Wyodrębniony tekst:
——
Tango z matką

W „Obietnicy poranka” żadne z bohaterów nie może obejść się bez drugiego. Romain Gary jest pod ciągłą presją ze strony rodzicielki. Nina Kacew zaś poświęca dla syna wszystko.

17.07.2018

Czyta się kilka minut

Charlotte Gainsbourg jako Nina Kacew w filmie „Obietnica poranka” / MAT. PRASOWE AURORA FILMS
Charlotte Gainsbourg jako Nina Kacew w filmie „Obietnica poranka” / MAT. PRASOWE AURORA FILMS

Język polski słychać w tym filmie wielokrotnie, również w jego bardziej siarczystej odmianie, lecz nie o sentymentalnych związkach Romaina ­Gary’ego z naszym krajem traktuje „Obietnica poranka”. Francuski reżyser Éric Barbier przenosząc na ekran autobiograficzną powieść z 1960 r. odtwarza wieloetapową podróż z Wilna lat 20., gdzie autor przyszedł na świat wraz z pierwszą wojną światową, do Meksyku lat 60., gdzie skończył rzeczoną książkę, choć podąża równolegle jeszcze inną trajektorią. Wyznacza ją postać Niny Kacew, silnej żydowskiej matki, która wymyśliła i poniekąd stworzyła Gary’ego – genialnego pisarza, bohatera wojennego, wziętego dyplomatę. Tę postać, którą dziś nazwalibyśmy matką toksyczną, gra „z pazurem”, także po polsku, Charlotte Gainsbourg. I to ona jest największą siłą filmu.

Dla psychoanalityków taka biografia byłaby nie lada gratką. Jest w „Obietnicy poranka” retrospektywna scena, w której mały Romain po przeprowadzce z zimnej Polski do słonecznej Nicei wykonuje radosny skok do morza. Za chwilę wynurza się z fal już jako młodzieniec, ale na brzegu nadal czeka matka z ręcznikiem i nieodłącznym papierosem w kąciku ust. Ta jakże znacząca elipsa określi całe jego przyszłe życie – na dobre i na złe. Barbier nie wyrokuje przy tym, na ile edypalna relacja ukształtowała wyjątkowość Gary’ego, a na ile go zniszczyła (w 1980 r. strzeli sobie w usta). Gainsbourg potrafi bowiem wyrazić całą złożoność swej bohaterki: samotnej matki-wilczycy walczącej do upadłego o byt i godność, a zarazem niespełnionej aktorki popychającej syna ku sławie za pomocą regularnego prania mózgu, ostrej tresury i emocjonalnego szantażu. To postać zwariowana, większa niż życie, kreująca rzeczywistość i ludzi podług własnych fantazji. W czasach wileńskich ze skromnej modystki przeistacza się, dzięki iście teatralnej inwencji, we właścicielkę prestiżowego salonu haute couture. Jako uboga imigrantka na Lazurowym Wybrzeżu zrazu wyprzedaje rodzinne srebra, by już za chwilę zamienić się w przedsiębiorczą ­bizneswoman, którą stać na opłacenie jedynakowi paryskich studiów. Po drodze, w 1938 r., przygotowuje – a jakże! – zamach na Hitlera i tylko troska o syna udaremni jej realizację tego przedsięwzięcia. Będzie czuwać nad Romainem nawet po swojej śmierci.
——
Wymienione wiersze:

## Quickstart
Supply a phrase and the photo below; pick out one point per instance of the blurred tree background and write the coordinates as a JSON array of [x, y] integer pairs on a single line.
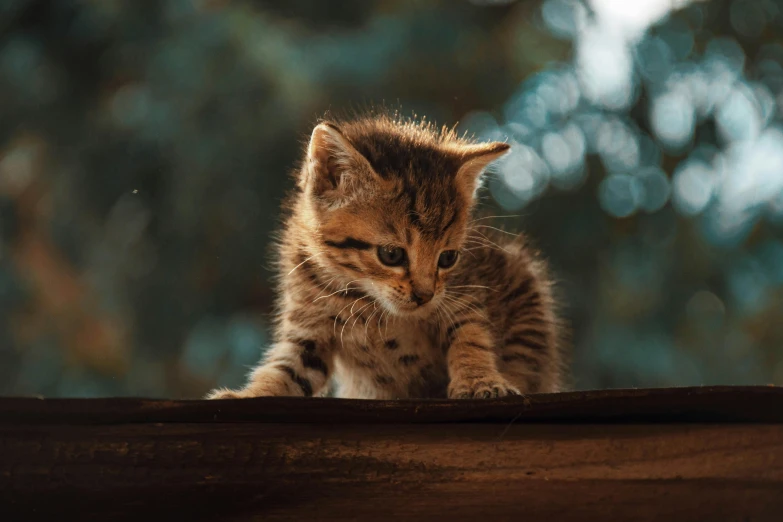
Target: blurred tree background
[[145, 147]]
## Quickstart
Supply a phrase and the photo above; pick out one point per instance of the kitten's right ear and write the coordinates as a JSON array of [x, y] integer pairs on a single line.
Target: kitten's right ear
[[334, 167]]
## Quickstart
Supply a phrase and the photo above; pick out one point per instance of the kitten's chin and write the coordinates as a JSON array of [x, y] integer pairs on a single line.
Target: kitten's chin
[[411, 312]]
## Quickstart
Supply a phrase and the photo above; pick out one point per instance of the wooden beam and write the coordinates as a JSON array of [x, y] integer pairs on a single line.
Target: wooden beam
[[675, 454]]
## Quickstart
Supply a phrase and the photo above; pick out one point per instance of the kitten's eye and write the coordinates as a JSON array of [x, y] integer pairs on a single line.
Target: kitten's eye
[[391, 256], [448, 258]]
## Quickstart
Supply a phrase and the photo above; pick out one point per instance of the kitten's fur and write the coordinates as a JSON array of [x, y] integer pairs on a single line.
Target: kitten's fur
[[489, 330]]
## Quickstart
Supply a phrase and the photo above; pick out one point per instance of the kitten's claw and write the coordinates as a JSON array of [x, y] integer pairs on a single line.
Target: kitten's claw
[[480, 389], [225, 393]]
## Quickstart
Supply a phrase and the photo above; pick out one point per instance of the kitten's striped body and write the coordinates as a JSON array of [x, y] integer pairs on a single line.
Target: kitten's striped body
[[387, 328]]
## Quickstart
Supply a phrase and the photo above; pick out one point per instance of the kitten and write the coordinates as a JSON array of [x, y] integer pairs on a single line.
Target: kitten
[[387, 286]]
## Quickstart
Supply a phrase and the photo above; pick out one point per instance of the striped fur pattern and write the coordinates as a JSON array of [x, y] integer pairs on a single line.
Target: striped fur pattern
[[355, 312]]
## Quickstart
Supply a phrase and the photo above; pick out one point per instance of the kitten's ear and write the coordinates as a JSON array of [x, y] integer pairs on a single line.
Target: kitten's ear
[[475, 159], [334, 167]]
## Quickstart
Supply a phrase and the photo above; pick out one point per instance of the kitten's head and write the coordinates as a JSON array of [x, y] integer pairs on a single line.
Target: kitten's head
[[389, 203]]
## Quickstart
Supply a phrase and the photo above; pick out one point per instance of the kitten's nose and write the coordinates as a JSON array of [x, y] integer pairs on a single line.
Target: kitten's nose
[[421, 297]]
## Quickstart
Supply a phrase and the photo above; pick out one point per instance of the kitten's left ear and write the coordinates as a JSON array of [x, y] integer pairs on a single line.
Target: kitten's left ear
[[475, 159], [335, 169]]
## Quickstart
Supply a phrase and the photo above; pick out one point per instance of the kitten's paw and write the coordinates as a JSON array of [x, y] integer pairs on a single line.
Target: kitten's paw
[[225, 393], [481, 389]]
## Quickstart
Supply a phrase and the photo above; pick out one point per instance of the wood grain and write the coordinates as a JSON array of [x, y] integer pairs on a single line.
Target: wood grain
[[322, 459]]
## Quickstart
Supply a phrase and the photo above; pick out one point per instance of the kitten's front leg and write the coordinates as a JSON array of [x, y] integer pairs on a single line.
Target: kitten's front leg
[[472, 361], [298, 366]]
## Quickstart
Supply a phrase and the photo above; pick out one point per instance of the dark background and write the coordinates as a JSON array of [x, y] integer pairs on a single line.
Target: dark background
[[145, 147]]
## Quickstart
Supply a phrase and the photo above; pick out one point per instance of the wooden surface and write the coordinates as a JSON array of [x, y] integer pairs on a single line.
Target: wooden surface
[[674, 454]]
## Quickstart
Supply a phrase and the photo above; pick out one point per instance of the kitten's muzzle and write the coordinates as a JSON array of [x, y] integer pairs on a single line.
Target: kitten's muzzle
[[421, 297]]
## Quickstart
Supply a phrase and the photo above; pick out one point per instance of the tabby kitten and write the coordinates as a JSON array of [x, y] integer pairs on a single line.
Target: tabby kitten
[[386, 285]]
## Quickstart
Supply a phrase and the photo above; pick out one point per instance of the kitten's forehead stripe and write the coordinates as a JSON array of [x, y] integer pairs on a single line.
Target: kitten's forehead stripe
[[349, 242]]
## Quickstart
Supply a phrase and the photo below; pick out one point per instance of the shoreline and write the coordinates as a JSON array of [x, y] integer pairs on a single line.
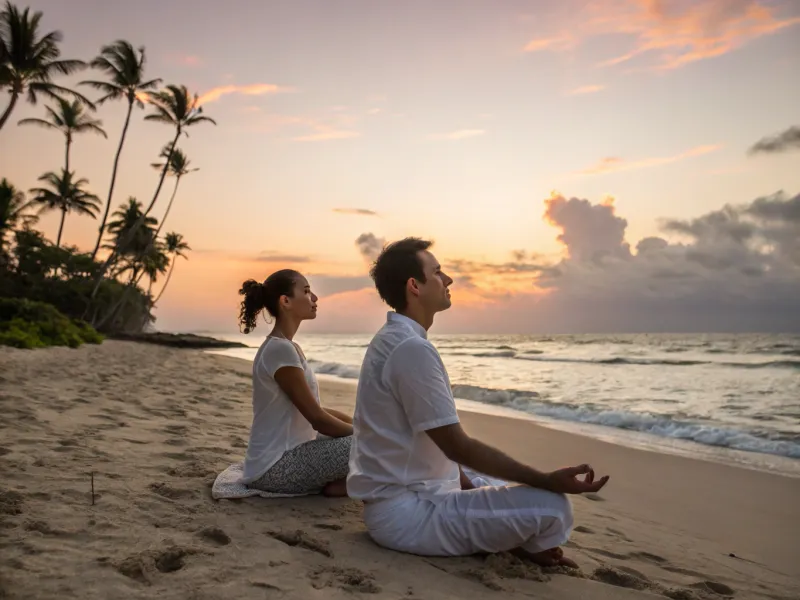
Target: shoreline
[[757, 461], [151, 440]]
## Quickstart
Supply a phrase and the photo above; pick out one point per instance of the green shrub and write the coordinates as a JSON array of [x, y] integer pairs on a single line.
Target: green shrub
[[28, 324]]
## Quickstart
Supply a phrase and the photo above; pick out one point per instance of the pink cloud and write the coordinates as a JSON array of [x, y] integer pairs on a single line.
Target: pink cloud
[[556, 43], [316, 130], [612, 164], [186, 60], [460, 134], [586, 89], [256, 89], [676, 33]]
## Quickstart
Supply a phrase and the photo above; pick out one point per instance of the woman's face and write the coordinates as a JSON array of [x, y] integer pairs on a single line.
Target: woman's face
[[303, 303]]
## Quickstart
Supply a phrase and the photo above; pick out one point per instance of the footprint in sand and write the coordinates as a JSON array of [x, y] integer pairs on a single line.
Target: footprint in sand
[[594, 497], [173, 493], [619, 578], [682, 571], [350, 580], [715, 587], [139, 566], [607, 553], [302, 539], [194, 469], [11, 502], [176, 429], [647, 556], [215, 535], [176, 442]]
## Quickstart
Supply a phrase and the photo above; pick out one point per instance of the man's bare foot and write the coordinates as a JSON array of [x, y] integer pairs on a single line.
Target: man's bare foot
[[335, 489], [554, 557]]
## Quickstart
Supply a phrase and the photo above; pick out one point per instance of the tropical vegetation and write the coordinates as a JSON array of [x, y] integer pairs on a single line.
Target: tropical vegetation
[[57, 294]]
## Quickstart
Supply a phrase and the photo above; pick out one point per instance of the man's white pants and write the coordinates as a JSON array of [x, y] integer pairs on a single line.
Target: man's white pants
[[486, 519]]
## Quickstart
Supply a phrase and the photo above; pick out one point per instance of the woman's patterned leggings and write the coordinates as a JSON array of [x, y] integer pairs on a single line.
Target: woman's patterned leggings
[[307, 468]]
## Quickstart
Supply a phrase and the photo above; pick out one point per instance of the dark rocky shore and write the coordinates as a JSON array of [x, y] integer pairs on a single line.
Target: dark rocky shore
[[177, 340]]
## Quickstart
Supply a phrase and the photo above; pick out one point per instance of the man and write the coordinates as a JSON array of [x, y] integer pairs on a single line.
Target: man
[[408, 444]]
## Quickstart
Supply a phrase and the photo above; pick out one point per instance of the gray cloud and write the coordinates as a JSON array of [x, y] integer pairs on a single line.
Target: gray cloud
[[270, 256], [781, 142], [328, 285], [356, 211], [369, 245], [735, 269], [588, 231]]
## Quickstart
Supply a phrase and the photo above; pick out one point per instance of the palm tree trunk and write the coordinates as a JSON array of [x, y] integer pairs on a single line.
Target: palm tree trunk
[[132, 284], [66, 154], [113, 178], [163, 175], [9, 108], [171, 200], [61, 227], [166, 283], [136, 226]]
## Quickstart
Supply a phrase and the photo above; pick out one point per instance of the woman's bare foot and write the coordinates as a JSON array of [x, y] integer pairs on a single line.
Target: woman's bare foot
[[335, 489], [554, 557]]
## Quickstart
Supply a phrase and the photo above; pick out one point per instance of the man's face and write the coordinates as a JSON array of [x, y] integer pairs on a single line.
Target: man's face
[[434, 294]]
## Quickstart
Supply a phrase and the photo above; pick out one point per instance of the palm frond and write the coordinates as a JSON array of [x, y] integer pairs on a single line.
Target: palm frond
[[38, 122]]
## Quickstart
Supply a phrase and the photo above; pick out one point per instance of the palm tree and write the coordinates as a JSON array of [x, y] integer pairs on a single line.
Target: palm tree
[[125, 71], [29, 61], [143, 255], [123, 221], [173, 106], [178, 167], [13, 209], [69, 119], [65, 194], [175, 246], [154, 263]]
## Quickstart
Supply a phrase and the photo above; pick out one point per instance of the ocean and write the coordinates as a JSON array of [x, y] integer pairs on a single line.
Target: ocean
[[729, 398]]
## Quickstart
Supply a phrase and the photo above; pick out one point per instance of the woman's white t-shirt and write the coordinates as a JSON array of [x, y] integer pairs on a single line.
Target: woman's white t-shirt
[[277, 424]]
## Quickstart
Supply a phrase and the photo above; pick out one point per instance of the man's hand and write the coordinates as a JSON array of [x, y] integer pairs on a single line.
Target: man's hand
[[567, 481]]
——
Do zrobienia: Kto według tekstu o filmie „Obietnica poranka” gra postać Niny Kacew?

Odpowiedź na zadanie: Charlotte Gainsbourg.